Report every line in the rows below that contains the string "camouflage", reproducing each such line in full.

The input:
↓↓↓

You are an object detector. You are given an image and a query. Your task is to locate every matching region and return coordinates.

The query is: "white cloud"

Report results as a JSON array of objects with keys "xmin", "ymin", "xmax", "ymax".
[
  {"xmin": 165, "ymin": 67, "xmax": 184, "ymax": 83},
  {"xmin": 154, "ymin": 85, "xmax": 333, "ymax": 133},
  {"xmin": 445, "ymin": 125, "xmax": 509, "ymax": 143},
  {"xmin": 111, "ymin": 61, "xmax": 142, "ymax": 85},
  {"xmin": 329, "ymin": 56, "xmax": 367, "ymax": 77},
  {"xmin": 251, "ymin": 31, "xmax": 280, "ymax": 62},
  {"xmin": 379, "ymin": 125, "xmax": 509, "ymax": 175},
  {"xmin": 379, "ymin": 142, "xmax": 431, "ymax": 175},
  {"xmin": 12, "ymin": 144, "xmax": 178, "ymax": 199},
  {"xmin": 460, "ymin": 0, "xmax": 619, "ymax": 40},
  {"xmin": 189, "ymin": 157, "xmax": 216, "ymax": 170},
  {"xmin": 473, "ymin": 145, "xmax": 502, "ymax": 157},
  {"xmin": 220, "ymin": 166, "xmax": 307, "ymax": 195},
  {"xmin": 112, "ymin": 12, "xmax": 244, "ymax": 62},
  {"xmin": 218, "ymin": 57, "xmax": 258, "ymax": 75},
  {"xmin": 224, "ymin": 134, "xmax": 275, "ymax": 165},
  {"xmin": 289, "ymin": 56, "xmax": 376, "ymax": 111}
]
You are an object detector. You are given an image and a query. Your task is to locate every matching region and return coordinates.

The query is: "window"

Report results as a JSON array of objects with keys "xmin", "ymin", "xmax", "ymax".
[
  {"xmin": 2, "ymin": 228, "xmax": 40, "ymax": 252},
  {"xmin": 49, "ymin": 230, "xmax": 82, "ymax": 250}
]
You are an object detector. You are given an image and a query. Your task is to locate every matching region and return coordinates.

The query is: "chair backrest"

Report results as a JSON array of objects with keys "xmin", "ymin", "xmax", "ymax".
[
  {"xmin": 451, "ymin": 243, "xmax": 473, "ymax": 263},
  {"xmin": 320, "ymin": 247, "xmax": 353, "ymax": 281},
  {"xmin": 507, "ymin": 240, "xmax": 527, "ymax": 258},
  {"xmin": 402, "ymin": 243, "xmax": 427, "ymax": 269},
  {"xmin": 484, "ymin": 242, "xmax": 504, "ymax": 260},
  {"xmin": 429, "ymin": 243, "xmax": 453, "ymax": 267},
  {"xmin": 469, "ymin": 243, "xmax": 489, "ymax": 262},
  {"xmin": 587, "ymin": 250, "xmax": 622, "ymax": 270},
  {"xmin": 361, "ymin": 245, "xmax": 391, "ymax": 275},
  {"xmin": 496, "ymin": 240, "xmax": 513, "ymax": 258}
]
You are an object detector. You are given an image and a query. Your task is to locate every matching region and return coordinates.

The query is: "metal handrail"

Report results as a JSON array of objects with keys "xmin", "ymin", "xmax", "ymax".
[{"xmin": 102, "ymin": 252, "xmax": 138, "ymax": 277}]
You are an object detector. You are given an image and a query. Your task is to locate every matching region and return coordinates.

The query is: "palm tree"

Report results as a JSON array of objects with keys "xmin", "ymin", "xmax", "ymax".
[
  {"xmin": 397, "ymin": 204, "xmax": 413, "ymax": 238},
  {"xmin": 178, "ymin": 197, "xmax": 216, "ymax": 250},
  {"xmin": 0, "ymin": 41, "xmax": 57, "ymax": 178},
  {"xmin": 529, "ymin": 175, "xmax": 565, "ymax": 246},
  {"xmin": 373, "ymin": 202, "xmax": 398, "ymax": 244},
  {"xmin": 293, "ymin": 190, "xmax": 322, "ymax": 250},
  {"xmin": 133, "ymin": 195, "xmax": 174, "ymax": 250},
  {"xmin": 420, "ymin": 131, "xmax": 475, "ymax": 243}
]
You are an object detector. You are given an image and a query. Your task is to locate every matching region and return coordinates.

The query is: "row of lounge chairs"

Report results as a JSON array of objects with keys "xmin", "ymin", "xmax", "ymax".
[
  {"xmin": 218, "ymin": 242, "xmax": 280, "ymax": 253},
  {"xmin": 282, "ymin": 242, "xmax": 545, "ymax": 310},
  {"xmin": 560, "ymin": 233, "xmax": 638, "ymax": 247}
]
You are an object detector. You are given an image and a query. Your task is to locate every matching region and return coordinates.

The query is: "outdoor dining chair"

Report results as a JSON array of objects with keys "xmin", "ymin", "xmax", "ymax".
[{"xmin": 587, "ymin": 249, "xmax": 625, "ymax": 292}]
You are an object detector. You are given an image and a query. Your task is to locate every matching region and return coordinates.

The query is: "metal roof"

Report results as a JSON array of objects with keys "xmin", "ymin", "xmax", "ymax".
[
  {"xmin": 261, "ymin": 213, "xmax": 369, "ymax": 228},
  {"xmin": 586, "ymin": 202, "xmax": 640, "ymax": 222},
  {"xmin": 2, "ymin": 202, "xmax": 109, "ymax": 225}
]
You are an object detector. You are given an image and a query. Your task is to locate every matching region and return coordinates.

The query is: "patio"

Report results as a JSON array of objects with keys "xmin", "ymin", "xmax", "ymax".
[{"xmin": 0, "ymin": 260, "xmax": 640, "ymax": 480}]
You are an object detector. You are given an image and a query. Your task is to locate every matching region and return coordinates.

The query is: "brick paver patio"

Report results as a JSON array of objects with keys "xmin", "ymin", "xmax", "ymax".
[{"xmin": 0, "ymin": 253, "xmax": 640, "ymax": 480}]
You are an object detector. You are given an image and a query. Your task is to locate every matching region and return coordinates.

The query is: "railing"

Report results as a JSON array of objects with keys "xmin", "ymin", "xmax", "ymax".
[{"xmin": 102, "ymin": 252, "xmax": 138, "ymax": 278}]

↑↑↑
↓↓↓

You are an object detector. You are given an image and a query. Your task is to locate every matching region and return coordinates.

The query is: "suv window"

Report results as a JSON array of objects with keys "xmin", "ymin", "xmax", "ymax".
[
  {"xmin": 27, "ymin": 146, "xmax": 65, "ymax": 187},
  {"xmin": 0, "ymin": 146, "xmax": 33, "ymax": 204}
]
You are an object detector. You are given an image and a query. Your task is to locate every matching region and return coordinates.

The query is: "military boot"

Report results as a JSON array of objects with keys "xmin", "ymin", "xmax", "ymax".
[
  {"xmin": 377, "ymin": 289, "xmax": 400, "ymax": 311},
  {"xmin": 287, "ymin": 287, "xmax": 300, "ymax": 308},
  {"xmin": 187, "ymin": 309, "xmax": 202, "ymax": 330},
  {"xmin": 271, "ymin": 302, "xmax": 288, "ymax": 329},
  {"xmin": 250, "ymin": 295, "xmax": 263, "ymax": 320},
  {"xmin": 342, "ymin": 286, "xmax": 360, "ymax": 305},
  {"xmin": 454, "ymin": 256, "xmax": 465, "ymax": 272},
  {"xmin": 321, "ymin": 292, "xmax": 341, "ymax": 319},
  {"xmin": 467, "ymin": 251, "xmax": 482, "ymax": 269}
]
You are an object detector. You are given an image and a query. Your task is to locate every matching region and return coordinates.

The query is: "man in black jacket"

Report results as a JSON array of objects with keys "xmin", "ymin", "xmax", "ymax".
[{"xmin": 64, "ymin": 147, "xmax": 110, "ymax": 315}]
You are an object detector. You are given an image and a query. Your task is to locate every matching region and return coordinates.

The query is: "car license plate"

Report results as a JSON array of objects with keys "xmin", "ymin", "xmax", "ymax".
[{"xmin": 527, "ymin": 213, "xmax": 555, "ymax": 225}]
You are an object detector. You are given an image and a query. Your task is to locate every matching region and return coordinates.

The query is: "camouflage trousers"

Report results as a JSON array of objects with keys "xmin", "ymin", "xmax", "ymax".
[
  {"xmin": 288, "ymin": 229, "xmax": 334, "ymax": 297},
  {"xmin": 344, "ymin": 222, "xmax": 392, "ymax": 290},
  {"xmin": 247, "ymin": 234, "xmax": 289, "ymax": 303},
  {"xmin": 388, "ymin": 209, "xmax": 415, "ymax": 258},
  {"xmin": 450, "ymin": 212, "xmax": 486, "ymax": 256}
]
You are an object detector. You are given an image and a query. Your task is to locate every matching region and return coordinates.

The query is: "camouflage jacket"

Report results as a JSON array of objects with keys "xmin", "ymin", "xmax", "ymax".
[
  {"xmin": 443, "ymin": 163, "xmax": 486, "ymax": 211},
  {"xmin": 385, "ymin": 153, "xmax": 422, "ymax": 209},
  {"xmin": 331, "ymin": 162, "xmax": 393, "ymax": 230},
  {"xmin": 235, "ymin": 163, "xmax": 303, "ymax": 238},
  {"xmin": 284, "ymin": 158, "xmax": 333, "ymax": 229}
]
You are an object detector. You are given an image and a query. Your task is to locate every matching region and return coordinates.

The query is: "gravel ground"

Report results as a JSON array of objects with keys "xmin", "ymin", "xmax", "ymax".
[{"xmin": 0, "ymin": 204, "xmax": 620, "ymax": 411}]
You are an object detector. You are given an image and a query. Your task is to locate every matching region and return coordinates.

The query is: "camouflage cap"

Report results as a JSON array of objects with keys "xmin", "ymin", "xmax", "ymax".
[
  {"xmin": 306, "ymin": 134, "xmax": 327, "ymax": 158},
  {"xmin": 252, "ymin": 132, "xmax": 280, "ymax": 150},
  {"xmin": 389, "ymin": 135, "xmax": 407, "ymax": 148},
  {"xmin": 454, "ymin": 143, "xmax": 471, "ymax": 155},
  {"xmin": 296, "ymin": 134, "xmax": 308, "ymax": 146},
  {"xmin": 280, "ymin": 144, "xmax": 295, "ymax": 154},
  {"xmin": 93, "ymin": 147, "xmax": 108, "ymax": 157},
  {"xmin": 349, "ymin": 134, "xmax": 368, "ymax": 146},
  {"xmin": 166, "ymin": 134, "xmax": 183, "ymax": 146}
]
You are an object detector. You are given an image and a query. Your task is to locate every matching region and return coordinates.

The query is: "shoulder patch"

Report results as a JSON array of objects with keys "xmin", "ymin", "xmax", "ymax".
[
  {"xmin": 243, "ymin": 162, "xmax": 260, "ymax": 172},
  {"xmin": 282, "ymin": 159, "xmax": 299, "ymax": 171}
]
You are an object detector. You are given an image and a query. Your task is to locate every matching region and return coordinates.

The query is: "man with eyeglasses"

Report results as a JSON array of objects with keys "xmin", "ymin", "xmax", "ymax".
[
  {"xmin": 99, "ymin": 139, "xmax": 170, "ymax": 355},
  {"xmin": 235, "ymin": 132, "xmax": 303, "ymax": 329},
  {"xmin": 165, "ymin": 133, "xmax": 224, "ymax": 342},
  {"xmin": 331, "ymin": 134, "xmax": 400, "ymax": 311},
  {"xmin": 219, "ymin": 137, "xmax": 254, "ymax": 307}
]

↑↑↑

Solved problem:
The query is: "camouflage trousers"
The query is: "camouflage jacket"
The query is: "camouflage cap"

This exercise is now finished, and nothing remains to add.